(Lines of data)
════════

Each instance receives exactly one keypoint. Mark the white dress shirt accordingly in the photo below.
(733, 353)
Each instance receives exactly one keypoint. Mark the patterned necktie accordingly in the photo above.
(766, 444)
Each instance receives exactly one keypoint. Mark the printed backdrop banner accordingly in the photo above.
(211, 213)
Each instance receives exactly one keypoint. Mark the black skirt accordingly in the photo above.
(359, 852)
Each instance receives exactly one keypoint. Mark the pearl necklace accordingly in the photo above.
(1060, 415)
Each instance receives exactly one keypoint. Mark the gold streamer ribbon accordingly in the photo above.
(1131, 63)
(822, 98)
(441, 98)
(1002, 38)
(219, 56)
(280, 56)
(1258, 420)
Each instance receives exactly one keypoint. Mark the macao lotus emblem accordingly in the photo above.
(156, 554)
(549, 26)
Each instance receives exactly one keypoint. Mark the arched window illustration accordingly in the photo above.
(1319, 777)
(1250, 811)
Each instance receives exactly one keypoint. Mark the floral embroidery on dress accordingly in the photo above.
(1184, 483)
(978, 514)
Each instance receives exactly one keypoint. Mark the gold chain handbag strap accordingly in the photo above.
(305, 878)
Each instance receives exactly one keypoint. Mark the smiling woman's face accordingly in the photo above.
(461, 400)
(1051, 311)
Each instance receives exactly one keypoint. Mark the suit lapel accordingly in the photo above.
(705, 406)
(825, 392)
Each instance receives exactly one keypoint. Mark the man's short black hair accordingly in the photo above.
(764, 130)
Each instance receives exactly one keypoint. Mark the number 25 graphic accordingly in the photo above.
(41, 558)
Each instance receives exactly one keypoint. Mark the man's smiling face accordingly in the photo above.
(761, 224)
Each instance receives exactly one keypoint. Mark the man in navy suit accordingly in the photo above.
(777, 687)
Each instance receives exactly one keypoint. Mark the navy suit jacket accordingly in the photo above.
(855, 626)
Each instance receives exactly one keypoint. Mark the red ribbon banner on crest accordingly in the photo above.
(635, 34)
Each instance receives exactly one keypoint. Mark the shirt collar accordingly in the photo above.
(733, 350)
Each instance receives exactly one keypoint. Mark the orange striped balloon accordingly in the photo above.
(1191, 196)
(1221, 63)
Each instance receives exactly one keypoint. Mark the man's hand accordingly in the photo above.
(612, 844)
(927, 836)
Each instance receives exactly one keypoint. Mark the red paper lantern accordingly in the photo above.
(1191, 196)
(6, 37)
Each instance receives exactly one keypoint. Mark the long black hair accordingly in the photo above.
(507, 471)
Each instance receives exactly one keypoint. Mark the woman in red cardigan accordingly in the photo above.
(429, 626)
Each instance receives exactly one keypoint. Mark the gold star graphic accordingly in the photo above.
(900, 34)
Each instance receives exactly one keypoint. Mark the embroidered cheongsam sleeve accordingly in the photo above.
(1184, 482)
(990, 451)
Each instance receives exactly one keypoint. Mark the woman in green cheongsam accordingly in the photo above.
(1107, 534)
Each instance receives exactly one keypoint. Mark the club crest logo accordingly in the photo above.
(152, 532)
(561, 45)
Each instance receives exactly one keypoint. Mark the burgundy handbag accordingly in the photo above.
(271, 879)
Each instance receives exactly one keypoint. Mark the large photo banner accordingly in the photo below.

════════

▸ **Stated task**
Reproduce every item above, putting "marker" wherever "keypoint" appears and changing nothing else.

▸ **Expected output**
Each instance receives exactly one marker. Mark the white dress shirt accordingly in the photo below.
(733, 353)
Each instance receives exactly one marker. Mark the patterned necktie accordingly in the photo above.
(766, 444)
Each instance receives exactly one marker. Mark the printed backdrop banner accordingly in the photo above.
(211, 213)
Each instance receives exactly one marker. Mark the black skirt accordingly in the photo above.
(359, 852)
Each instance receives exactly one marker. Mark the pearl necklace accordingly in the photo above.
(1060, 415)
Each instance receives exactly one marker. Mark the gold streamer ribbon accordingly in the photo above.
(1131, 63)
(822, 98)
(441, 98)
(1002, 38)
(219, 56)
(280, 56)
(1258, 420)
Each instance receives exactly one marker. Mark the macao lotus emblem accordingly in the photo above.
(156, 554)
(549, 26)
Each instance receives exactly one marker. Mark the arched window illustration accordingly in the photo above.
(1319, 777)
(1250, 811)
Each instance receives exactly one marker. Mark the floral embroidery on dress accordingly in the photo above.
(1184, 483)
(978, 514)
Each instance receives exactly one marker. Mark the gold chain handbag strap accordingly in the photo above.
(305, 878)
Each instance receives exactly one marker. Mark the smiling woman's face accordingly in the photo above.
(461, 400)
(1051, 311)
Each instance receives exactly one marker. Mark the suit lapel accordingly in the photo above.
(705, 406)
(825, 392)
Each instance receives exactly one marker. Mark the man's short black hair accordingly in the photo above.
(764, 130)
Each instance receives exactly one marker. Mark the number 25 graphic accordingly in the photo above.
(41, 558)
Each instance receives exactly one marker. Mark the man's smiling face accordingly in the photo above.
(761, 224)
Each instance receives exactly one marker. Mark the man in navy suit accordingly in the photo above.
(777, 687)
Each instance receives exactly one marker. Mark the navy suit jacket accordingly in the photo above.
(855, 626)
Each instance receives exactly one marker. Mark the red ribbon banner on crest accordingly in the photo above.
(635, 34)
Each instance receives exactly one marker. Mark the shirt collar accordingly in the photo above.
(733, 350)
Each instance receives exactly one marker. Mark the orange striped balloon accordingly in the photo above.
(1191, 196)
(1221, 63)
Each instance receives exactly one marker. Mark the man's hand accordingly in the photo above.
(612, 844)
(927, 836)
Each instance receives exactly one marker. Mark the red paper lantern accordingly in the photo above.
(1191, 196)
(6, 37)
Each instance receives exactly one marker. Mark the long black hair accordingly in the photo above.
(507, 471)
Each instance receives exactly one marker. Mark the woman in red cardigan accordingly in the photo above.
(429, 626)
Each instance receives exactly one marker. Mark the gold star graphic accordingly in the photo above.
(900, 34)
Each instance receives exactly one marker. Mark the embroidered cheongsam sleeve accordingly in the photo above.
(1184, 482)
(990, 451)
Each instance receives exactly one marker. Mark the woman in green cheongsam accordingly in the photo above.
(1107, 534)
Each instance receives exactly one marker. Mark the club crest logo accordingly in the photo above.
(152, 532)
(561, 45)
Each instance receives exactly one marker. Mark the burgundy handbag accordingly in the photo above.
(271, 879)
Each instance receives exactly one marker. Mark the large photo banner accordingly in the photo below.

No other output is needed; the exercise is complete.